#### EXTRAIT FOURNI ####

Tizi-Ouzou - Parutions de livres de littérature


Bonjour, je m'appelle Mustapha Berkani, je suis de Tizi Ouzou et je viens vous présenter mon premier ouvrage (un ebook), "Une Famille Kabyle dans la Guerre d'Algérie".
Le livre est actuellement en vente sur mon site Internet http://www.mustaphaberkani.com
Il s'agit d'une autobiographie familiale.

Ci-dessous la présentation du livre.

Quatrième page de couverture:

Orphelin de toujours, l’enfant qu’il fut se souvient et la douleur se change en écriture : Mustapha Berkani a été poète avant de devenir enseignant et ce qu’il transmet, au nom des siens, est une vaste chanson de geste dans le style dépouillé comme la guerre qu’il a vécue et que la force des sentiments enrichit de passages poétiques.
L’évènement est présent, dur, voire horrible ; mais la voix qui s’élève sur les ruines et la mort est celle d’un chant de renaissance sans cesse renouvelé dans les travaux et les jours.
Qu’il s’agisse de la montagne, austère nourricière, ou de la mer, découverte avec une sensualité émerveillée, le destin de l’enfant porte le signe de la tragédie et de la simple survie sous le ciel de Kabylie.

####

ÉNONCÉ 1: Reprenez tout le passage de la présentation du livre allant de « Quatrième page de » jusqu'à « de passages poétiques. », en remplaçant « enseignant » par « professeur ».
ÉNONCÉ 2: Prolongez, s'il vous plaît, la présentation du livre à partir de sa dernière phrase.

#### DOCUMENTS FOURNIS ####

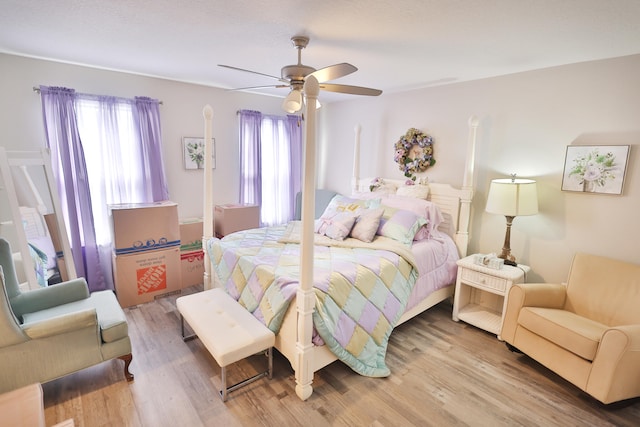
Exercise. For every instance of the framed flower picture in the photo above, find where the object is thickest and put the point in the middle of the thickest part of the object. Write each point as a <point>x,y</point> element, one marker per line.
<point>193,152</point>
<point>595,168</point>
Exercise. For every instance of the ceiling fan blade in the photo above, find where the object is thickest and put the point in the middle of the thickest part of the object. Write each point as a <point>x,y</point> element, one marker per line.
<point>333,72</point>
<point>354,90</point>
<point>254,72</point>
<point>258,87</point>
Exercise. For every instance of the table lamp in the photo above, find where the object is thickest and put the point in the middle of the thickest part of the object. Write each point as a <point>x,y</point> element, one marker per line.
<point>512,197</point>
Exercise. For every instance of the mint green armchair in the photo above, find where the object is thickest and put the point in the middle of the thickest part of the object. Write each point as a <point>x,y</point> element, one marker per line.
<point>54,331</point>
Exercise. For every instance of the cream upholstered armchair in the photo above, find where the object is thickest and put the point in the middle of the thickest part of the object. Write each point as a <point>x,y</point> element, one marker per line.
<point>587,331</point>
<point>54,331</point>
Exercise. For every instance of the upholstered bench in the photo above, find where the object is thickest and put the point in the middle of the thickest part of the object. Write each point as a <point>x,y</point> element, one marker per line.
<point>228,331</point>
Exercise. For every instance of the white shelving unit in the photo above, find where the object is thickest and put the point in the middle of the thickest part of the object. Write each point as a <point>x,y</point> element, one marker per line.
<point>480,295</point>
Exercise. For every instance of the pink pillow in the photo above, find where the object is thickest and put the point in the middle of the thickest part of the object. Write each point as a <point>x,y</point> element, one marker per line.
<point>424,208</point>
<point>367,224</point>
<point>337,227</point>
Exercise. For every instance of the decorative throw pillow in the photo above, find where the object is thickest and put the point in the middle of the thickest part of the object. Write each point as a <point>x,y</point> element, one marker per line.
<point>342,203</point>
<point>416,191</point>
<point>399,224</point>
<point>337,227</point>
<point>429,210</point>
<point>367,224</point>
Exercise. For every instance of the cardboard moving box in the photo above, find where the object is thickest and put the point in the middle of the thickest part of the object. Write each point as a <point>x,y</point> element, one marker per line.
<point>235,217</point>
<point>191,253</point>
<point>143,276</point>
<point>144,226</point>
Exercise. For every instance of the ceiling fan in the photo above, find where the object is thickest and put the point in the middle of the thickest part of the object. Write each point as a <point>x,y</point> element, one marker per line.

####

RÉSULTAT 1:
Quatrième page de couverture:

Orphelin de toujours, l’enfant qu’il fut se souvient et la douleur se change en écriture : Mustapha Berkani a été poète avant de devenir professeur et ce qu’il transmet, au nom des siens, est une vaste chanson de geste dans le style dépouillé comme la guerre qu’il a vécue et que la force des sentiments enrichit de passages poétiques.

RÉSULTAT 2:
L’hommage rendu par Mustapha Berkani aux siens, en particulier aux femmes de deux générations qui ont su résister dans les conditions les plus précaires, s’exprime avec une émotion positive : jamais, après cinquante ans de mémoire enfouie, cette autobiographie familiale ne prend le tour d’un règlement de compte avec la puissance coloniale.
La voix de Mustapha Berkani, obstinée et sereine, retentit comme un hymne à la vie et à la terre des ancêtres.
Philippe Braunstein (historien)

Description:
Récit autobiographique, « UNE FAMILLE KABYLE DANS LA GUERRE D’ALGÉRIE » retrace l’histoire d’une famille de Camp du Maréchal (Tadmaït actuellement), en Kabylie, forcée à l’exil en pleine guerre d’Algérie. Un saut dans l’inconnu et un destin qui bascule soudainement et complètement.

« UNE FAMILLE KABYLE DANS LA GUERRE D’ALGÉRIE » c’est le récit d’une enfance, marquée par le malheur et la souffrance liés à cette guerre.
« UNE FAMILLE KABYLE DANS LA GUERRE D’ALGÉRIE » c’est aussi un témoignage des atrocités de cette guerre tellement stupide.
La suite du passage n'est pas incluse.